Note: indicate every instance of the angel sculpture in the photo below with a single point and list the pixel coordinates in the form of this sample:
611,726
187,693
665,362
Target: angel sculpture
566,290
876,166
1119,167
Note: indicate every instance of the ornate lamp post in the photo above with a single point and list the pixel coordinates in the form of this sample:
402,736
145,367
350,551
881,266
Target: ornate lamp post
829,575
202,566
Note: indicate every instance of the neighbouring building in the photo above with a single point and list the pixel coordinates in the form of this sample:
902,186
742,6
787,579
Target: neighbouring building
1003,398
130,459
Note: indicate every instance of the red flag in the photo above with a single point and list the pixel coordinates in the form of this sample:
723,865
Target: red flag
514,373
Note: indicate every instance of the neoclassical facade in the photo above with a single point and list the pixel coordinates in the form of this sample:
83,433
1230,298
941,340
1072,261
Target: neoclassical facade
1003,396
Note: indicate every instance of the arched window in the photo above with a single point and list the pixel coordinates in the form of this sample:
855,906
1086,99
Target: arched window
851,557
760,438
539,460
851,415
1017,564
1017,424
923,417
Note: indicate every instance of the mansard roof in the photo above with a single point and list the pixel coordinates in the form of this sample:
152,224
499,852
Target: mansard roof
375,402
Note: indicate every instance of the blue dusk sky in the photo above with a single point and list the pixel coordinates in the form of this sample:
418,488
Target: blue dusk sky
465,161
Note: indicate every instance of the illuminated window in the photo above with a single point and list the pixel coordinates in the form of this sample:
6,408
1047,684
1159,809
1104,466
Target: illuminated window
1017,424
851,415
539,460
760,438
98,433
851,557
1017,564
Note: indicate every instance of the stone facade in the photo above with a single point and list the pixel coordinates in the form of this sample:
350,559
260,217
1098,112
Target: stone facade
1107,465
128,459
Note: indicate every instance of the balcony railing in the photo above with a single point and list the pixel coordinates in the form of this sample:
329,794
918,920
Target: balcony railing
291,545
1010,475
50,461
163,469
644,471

________

Set task -> Go back to the data above and please quote exactly, and only, the lines from the line with "Note: indicate every instance of the blue" through its last line.

Correct response ->
Note: indicate every instance of the blue dusk sky in the photo above with a single point and list the pixel coordinates in the form of this sample:
418,488
Target: blue dusk sky
465,161
Note: indicate every instance of the illuminated window in the photo above with a single point and list the pixel coordinates in the form of this sample:
6,408
1047,684
1159,809
1104,466
Target: illuminated window
1017,424
851,415
539,460
760,438
98,433
851,557
1017,564
Note: indicate every instance of the stone facade in the photo above with a single point and list the pixel coordinates in the form of this sample:
350,559
260,217
1098,112
Target: stone facade
1107,465
128,459
Note: indicate every instance of the balcony railing in the photo above with a single point and list the pixel coordinates in the form of this sample:
329,794
918,920
Target: balcony railing
291,545
1010,475
50,461
163,469
644,471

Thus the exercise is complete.